**ACTIVITY:** Your answer must consist only of the lines from the start of the entries through the line that holds "Target: dark foreground foliage", copied exactly, with no pictures.

**TASK DATA:**

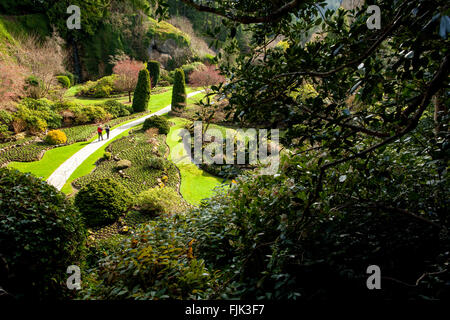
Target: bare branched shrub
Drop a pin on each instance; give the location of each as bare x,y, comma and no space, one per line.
198,45
44,59
206,77
12,80
128,73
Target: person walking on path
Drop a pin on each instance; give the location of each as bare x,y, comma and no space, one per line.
107,128
100,133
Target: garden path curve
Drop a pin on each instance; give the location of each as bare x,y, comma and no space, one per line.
60,176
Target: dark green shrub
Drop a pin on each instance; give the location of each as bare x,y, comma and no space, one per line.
163,267
71,77
171,64
158,122
32,81
166,77
179,91
64,81
159,200
142,93
117,109
41,234
102,201
157,163
153,68
5,121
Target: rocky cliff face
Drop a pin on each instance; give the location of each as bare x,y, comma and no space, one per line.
351,4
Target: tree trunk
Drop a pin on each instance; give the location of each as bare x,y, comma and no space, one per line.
440,111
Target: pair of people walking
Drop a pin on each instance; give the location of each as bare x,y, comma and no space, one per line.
100,132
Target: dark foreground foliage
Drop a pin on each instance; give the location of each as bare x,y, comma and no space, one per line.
41,234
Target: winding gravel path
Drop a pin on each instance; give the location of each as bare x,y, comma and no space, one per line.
60,176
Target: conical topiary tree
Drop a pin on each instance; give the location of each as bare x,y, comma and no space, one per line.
153,68
142,93
179,91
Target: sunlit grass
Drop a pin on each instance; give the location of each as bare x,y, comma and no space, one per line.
196,184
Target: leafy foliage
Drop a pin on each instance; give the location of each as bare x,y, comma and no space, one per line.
158,122
41,234
117,109
56,137
102,88
154,263
153,68
179,91
102,201
159,200
141,96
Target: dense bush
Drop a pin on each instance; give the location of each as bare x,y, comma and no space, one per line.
41,234
64,81
208,59
117,109
153,68
154,263
141,96
158,200
206,77
102,201
188,69
102,88
56,137
179,96
6,119
157,163
158,122
70,76
260,233
166,77
89,114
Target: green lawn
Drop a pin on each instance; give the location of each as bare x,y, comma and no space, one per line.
89,164
195,183
51,160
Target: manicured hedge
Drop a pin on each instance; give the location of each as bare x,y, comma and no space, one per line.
158,122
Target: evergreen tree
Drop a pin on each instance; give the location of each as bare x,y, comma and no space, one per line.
179,91
142,93
153,68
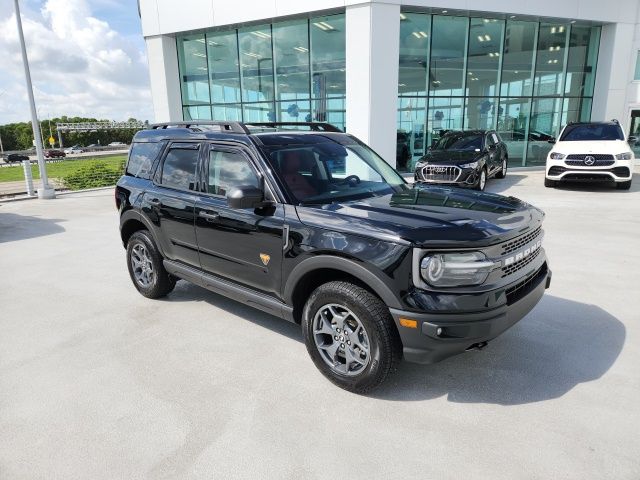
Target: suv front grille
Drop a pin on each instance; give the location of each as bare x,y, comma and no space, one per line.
436,173
515,244
600,160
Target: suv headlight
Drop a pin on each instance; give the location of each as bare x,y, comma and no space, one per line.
455,269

**REPLY TO THE EXERCISE:**
Target: bare branched shrub
Drop a pin on each instance; give the location of each as bare x,y, comma and no space, one per line.
198,45
44,59
206,77
12,80
128,73
Target: person walking on path
Drop a pin on each instance; give the location of each as bare x,y, comma and no space, one per line.
107,128
100,133
Target: garden path curve
Drop a pin on each instance; give the location of each as bare x,y, comma and no space, one per line.
60,176
Target: dark green shrub
Drop a pin on each instance; give the location of each as bare x,y, comma and no space, one per line.
163,267
71,77
171,64
158,122
32,81
166,77
179,91
64,81
159,200
142,93
117,109
41,234
102,201
157,163
153,68
5,121
Target: rocky cliff face
Drop a pin on each instance; give the location of each as bare x,y, comma and no space, one per line.
351,4
Target: tree trunk
Drop a pin on each instance; give the location of each as bare x,y, comma and no space, one per line.
440,111
Target: pair of people walking
Drop a pin on each instance; give the location of each as bare x,y, comma and no space, one per line.
100,132
Target: dark foreground foliage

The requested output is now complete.